--- START Page excerpt ---

Leme and Copacabana are different stretches of the same four-kilometre-long beach: Leme extends for 1km, between the Morro do Leme and Avenida Princesa Isabel, by the luxury hotel Le Meridien, from where Copacabana runs for a further 3km to the Forte de Copacabana. The fort, built to protect the entrance to Guanabara Bay, is open to the public and worth visiting for the impressive views towards Copacabana beach, rather than for the military hardware on display in the Museu Histórico do Exército; there’s also a branch of the excellent Confeitaria Colombo, popular with tourists and elderly wives of officers, which serves light meals, cold drinks, tea and cakes. Leme beach is slightly less packed than Copacabana and tends to attract families – avoid walking through the Túnel Novo from Botafogo, as it’s a favourite place for tourists to be relieved of their wallets. Copacabana is amazing, the over-the-top atmosphere apparent even in the mosaic pavements, designed by Burle Marx to represent images of rolling waves. The seafront is backed by a line of prestigious, high-rise hotels and luxury apartments that have sprung up since the 1940s, while a steady stream of noisy traffic patrols the two-lane Avenida Atlântica. Some fine examples of Art Deco architecture are scattered around the bairro, none more impressive than the Copacabana Palace Hotel on Avenida Atlântica, built in 1923 and considered one of Rio’s best hotels (see Copacabana and Leme). Families, friends and couples cover the sand – at weekends, it’s no easy matter to find space – the bars and restaurants along the avenue pulsate, and the busy Avenida Nossa Senhora de Copacabana is lined with assorted stores, which – like the bairro in general – are in a state of decline, being pushed aside by the boutiques of trendy Ipanema and the shopping malls of the Zona Sul.

--- END Page excerpt ---
--- START Given information ---

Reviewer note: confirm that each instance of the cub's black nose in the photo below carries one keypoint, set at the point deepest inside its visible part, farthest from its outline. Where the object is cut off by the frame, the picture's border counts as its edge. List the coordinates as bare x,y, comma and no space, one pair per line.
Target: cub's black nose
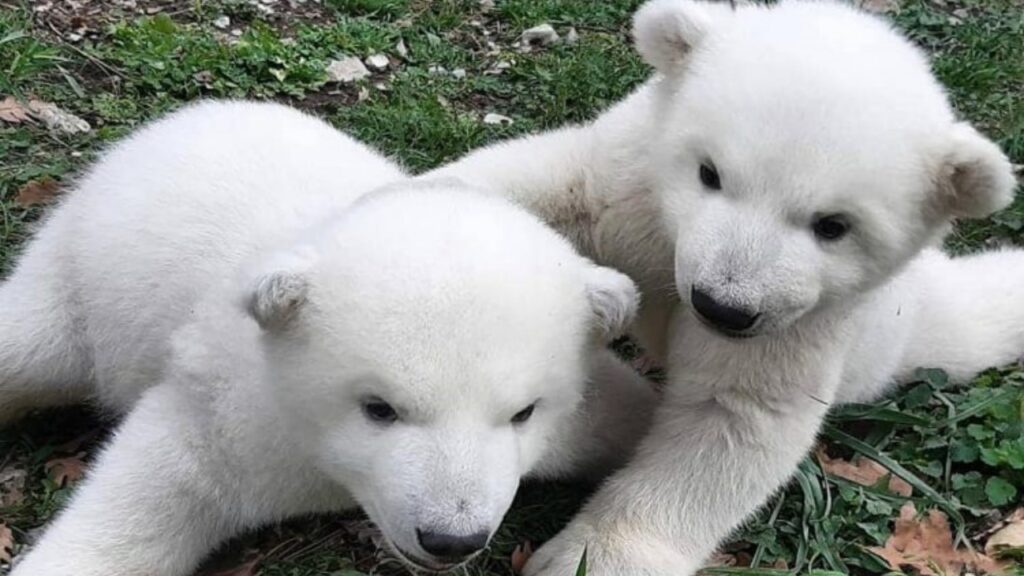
720,316
451,547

--- END Given information ---

◆ Objective 1
In the passage on Leme and Copacabana, why should visitors avoid walking through the Túnel Novo from Botafogo?
◆ Objective 2
Carry on the passage on Leme and Copacabana from where it stops.

◆ Right answer 1
Visitors should avoid it because the tunnel is a favorite place for tourists to be relieved of their wallets.

◆ Right answer 2
Copacabana is dominated to the east by Sugar Loaf mountain and circled by a line of hills that stretch out into the bay. A popular residential area, the bairro’s expansion has been restricted by the Morro de São João, which separates it from Botafogo and the Morro dos Cabritos, which forms a natural barrier to the west. Consequently, it’s one of the world’s most densely populated areas as well as a frenzy of sensual activity. Some say that Copacabana is past its prime, and certainly it’s not as exclusive as it once was. Even so, it’s still an enjoyable place to sit and watch the world go by, and at night on the floodlit beach, football is played into the early hours.
Of course, Copacabana hasn’t always been as it is today, and traces remain of the former fishing community that dominated the area until the first decades of the twentieth century. Each morning before dawn, the boats of the colônia de pescadores (the descendants of the fishermen) set sail from the Forte de Copacabana, returning to the beach by 8am to sell their fish across from the Sofitel hotel.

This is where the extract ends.